■ **Esercizi da svolgere**:
**A.** Riscrivi sotto forma di elenco puntato il paragrafo del brano che comincia con «Secondo me, l'immagine in questione», mantenendone i fatti principali.
**B.** Individua e trascrivi ogni riga dei record che contiene la stringa «bare».

■ **Brano**:

Me estaba preguntando por qué habría de provocar estremecimiento (o escalofrío) la esperanza, que en general es un sentimiento positivo, y por eso he ido a consultar el diccionario para ver la definición de "brivido". 

¿Podría ser que "brivido" se usara aquí en sentido figurado?
*
2* fig. Forte emozione, eccitazione: _b. della velocità_
http://dizionari.corriere.it/dizionario_italiano/B/brivido.shtml

Algo así como que a la persona en cuestión la embargaba el sentimiento de esperanza. Es solo una idea..


----------



## infinite sadness

In realtà, mi sembra un modo di dire inusuale anche in italiano.


----------



## buenaparte

La esperanza lo hizo estremecer.
Un brivido percorse il  suo corpo quando percepi che c'erano delle speranze.


----------



## Geviert

L'immagine è certamente inusuale. In ciò consiste l'arte (a volte).


----------



## Massimo_m

Geviert said:


> L'immagine è certamente inusuale. In ciò consiste l'arte (a volte).



 Sono d'accordo. 
Anche in italiano di solito il brivido è legato a qualcosa di negativo (il freddo, naturalmente, ma anche la paura, per esempio). Dire "Un brivido di speranza" è inusuale, come dice Geviert, e quindi credo che anche la traduzione in spagnolo debba esserlo altrettanto.


----------



## Geviert

Secondo me, l'immagine in questione segue (o vuol seguire) l'effetto stilistico dell'ossimoro (_dilettoso male, arsura gelata_), almeno nell'intenzione. In questo caso, l'immagine del brivido, che di solito è associata a qualcosa di negativo, è giustapposta a una virtù (la speranza). Abbiamo, quindi, un contrasto forte, ma direi molto bello: una reazione prettamente somatica, inmediata, e una virtù, qualcosa di non inmediato, un'ideale. Mi vien' in mente un'altro esempio: _trovai all'improvviso tutto il mio cuor arrovellato di pace.

■ **Dati forniti**:

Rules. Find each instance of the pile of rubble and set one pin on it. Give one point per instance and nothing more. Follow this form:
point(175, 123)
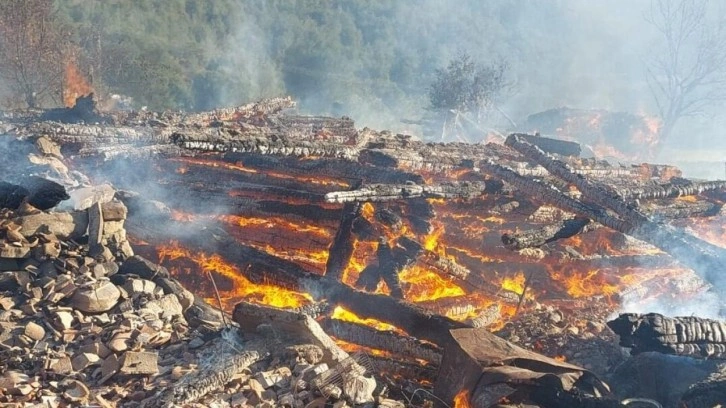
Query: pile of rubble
point(85, 322)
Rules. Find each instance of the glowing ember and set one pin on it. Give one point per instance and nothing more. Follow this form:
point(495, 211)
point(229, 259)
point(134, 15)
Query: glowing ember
point(355, 348)
point(242, 288)
point(426, 285)
point(180, 216)
point(515, 283)
point(319, 180)
point(277, 222)
point(347, 316)
point(74, 85)
point(461, 400)
point(585, 284)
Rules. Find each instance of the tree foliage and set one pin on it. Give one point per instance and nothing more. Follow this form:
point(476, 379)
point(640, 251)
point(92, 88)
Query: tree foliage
point(687, 75)
point(32, 45)
point(467, 86)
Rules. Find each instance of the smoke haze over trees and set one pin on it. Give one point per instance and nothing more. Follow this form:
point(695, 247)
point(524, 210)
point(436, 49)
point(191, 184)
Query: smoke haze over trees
point(374, 60)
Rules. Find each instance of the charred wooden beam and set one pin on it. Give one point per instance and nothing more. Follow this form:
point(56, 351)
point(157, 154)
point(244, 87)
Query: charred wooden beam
point(261, 108)
point(705, 394)
point(390, 262)
point(409, 371)
point(228, 362)
point(342, 247)
point(664, 210)
point(388, 192)
point(549, 145)
point(546, 234)
point(672, 190)
point(41, 193)
point(706, 259)
point(403, 346)
point(686, 336)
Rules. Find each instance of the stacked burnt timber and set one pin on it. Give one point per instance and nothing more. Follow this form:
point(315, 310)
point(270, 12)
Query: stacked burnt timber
point(684, 336)
point(390, 341)
point(704, 258)
point(388, 192)
point(548, 233)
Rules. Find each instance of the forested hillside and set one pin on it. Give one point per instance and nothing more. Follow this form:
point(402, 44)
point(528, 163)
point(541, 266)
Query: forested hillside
point(373, 60)
point(378, 61)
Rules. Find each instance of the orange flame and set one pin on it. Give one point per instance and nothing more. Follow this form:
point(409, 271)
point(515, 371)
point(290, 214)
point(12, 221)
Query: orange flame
point(242, 288)
point(74, 85)
point(347, 316)
point(461, 400)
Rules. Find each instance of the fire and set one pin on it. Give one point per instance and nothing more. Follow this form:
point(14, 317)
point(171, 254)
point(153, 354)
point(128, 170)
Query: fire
point(363, 253)
point(712, 230)
point(461, 400)
point(180, 216)
point(514, 284)
point(237, 166)
point(277, 222)
point(211, 163)
point(355, 348)
point(74, 84)
point(242, 288)
point(585, 284)
point(347, 316)
point(426, 285)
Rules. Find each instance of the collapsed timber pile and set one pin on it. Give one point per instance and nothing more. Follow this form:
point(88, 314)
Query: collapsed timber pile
point(409, 251)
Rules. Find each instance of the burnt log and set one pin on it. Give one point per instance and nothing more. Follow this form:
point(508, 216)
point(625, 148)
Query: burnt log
point(400, 346)
point(681, 188)
point(41, 193)
point(684, 336)
point(416, 373)
point(549, 145)
point(546, 234)
point(390, 262)
point(676, 210)
point(389, 192)
point(488, 369)
point(225, 364)
point(705, 259)
point(706, 394)
point(342, 247)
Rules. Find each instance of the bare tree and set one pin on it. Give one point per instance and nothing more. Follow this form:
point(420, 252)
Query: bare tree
point(32, 44)
point(468, 90)
point(688, 76)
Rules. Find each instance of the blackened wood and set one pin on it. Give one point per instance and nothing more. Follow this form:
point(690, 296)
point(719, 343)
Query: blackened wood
point(389, 192)
point(548, 233)
point(342, 247)
point(706, 394)
point(401, 346)
point(688, 336)
point(41, 193)
point(705, 259)
point(670, 190)
point(549, 145)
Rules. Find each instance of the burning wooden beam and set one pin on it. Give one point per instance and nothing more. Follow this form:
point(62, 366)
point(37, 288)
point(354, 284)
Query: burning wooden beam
point(686, 336)
point(388, 192)
point(682, 188)
point(403, 346)
point(342, 247)
point(704, 258)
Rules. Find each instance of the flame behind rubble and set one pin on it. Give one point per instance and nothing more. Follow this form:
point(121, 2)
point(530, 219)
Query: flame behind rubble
point(238, 287)
point(74, 85)
point(461, 400)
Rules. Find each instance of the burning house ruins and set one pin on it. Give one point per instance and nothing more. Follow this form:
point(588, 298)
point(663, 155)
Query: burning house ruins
point(353, 267)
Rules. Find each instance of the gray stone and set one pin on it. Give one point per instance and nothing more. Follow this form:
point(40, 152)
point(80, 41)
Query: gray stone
point(98, 297)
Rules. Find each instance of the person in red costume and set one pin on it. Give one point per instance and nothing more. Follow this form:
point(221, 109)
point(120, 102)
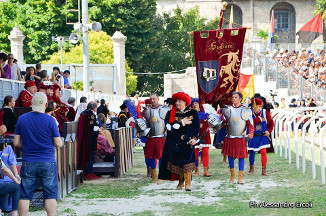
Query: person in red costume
point(25, 97)
point(205, 138)
point(264, 125)
point(239, 119)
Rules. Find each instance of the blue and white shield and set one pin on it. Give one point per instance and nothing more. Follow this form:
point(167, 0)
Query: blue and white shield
point(208, 73)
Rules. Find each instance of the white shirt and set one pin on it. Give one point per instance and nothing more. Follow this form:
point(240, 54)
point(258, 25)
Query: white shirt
point(14, 72)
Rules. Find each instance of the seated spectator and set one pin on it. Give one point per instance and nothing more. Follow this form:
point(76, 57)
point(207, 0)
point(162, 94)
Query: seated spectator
point(71, 113)
point(81, 107)
point(50, 110)
point(105, 152)
point(15, 70)
point(7, 117)
point(9, 184)
point(30, 74)
point(101, 120)
point(57, 77)
point(124, 115)
point(5, 70)
point(67, 82)
point(25, 97)
point(103, 108)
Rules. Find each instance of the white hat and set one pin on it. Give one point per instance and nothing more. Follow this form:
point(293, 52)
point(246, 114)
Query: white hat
point(39, 102)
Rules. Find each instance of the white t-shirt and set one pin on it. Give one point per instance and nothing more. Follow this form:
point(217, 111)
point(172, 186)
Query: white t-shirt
point(2, 165)
point(14, 70)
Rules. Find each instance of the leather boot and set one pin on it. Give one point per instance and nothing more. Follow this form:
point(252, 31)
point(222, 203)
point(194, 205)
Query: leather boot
point(181, 182)
point(232, 171)
point(196, 171)
point(206, 173)
point(187, 176)
point(224, 158)
point(251, 170)
point(240, 178)
point(263, 172)
point(149, 172)
point(154, 176)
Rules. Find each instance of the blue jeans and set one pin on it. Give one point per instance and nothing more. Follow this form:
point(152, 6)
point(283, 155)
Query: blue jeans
point(46, 172)
point(7, 188)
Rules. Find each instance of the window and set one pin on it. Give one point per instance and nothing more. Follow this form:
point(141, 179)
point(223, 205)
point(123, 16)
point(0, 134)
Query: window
point(282, 20)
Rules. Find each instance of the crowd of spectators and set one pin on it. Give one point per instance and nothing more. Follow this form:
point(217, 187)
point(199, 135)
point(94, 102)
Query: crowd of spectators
point(37, 81)
point(309, 64)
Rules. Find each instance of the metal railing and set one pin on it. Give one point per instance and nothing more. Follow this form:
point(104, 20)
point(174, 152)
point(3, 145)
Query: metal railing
point(261, 64)
point(306, 119)
point(13, 88)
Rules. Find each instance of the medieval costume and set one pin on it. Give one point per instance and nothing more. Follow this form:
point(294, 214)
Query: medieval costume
point(87, 142)
point(61, 110)
point(8, 119)
point(25, 97)
point(123, 116)
point(178, 159)
point(235, 146)
point(205, 141)
point(154, 144)
point(260, 142)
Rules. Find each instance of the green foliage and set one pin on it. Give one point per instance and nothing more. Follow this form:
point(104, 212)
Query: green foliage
point(78, 85)
point(39, 20)
point(100, 52)
point(321, 7)
point(264, 35)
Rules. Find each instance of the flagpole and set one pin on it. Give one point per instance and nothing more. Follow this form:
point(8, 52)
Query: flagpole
point(222, 15)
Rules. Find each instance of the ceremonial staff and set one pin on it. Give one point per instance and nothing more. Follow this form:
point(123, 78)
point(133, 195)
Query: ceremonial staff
point(222, 15)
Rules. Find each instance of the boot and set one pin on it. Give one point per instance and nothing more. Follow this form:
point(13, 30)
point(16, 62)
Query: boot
point(149, 172)
point(232, 171)
point(187, 177)
point(181, 182)
point(240, 179)
point(154, 175)
point(264, 171)
point(251, 170)
point(196, 171)
point(206, 173)
point(224, 158)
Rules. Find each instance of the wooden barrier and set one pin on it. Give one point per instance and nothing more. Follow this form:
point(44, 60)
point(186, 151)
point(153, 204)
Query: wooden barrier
point(67, 161)
point(124, 155)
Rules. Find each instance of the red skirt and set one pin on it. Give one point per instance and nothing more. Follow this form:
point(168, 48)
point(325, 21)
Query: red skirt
point(235, 147)
point(154, 147)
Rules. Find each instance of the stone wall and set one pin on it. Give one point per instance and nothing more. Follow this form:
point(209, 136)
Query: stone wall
point(255, 13)
point(186, 82)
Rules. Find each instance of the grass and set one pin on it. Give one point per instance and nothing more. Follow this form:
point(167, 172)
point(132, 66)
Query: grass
point(289, 185)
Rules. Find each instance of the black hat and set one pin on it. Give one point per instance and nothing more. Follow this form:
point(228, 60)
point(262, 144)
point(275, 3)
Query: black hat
point(123, 106)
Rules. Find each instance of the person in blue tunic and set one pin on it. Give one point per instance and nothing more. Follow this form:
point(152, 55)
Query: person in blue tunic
point(263, 124)
point(178, 159)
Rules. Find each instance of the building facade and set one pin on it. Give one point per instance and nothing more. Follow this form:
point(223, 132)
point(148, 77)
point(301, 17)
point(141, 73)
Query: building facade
point(289, 16)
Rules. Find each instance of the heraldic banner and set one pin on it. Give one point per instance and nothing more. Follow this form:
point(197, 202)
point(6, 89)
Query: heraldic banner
point(218, 56)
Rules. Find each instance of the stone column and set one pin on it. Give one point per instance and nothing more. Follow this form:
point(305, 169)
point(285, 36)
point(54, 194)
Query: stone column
point(16, 38)
point(120, 61)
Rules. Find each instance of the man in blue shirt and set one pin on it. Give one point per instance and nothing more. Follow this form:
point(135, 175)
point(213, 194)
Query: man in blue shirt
point(37, 134)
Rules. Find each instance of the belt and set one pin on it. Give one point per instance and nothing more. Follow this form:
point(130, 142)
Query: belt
point(241, 136)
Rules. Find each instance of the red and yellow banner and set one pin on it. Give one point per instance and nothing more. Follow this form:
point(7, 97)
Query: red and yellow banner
point(218, 56)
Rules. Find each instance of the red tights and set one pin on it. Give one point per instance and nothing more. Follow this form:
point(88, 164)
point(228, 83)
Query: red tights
point(205, 153)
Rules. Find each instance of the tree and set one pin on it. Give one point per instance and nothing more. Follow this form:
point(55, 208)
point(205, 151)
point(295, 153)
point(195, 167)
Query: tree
point(100, 52)
point(175, 52)
point(39, 20)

■ **Risposte corrette**:
**A.**
- L'immagine segue, o vuole seguire, almeno nelle intenzioni, l'effetto stilistico dell'ossimoro («dilettoso male», «arsura gelata»).
- Il brivido, di solito associato a qualcosa di negativo, viene accostato a una virtù, la speranza.
- Ne risulta un contrasto forte ma molto bello tra una reazione somatica e immediata e una virtù non immediata, un ideale.
- Un altro esempio citato è «trovai all'improvviso tutto il mio cuor arrovellato di pace».

**B.**
Rules. Find each instance of the bare tree and set one pin on it. Give one point per instance and nothing more. Follow this form:
Query: bare tree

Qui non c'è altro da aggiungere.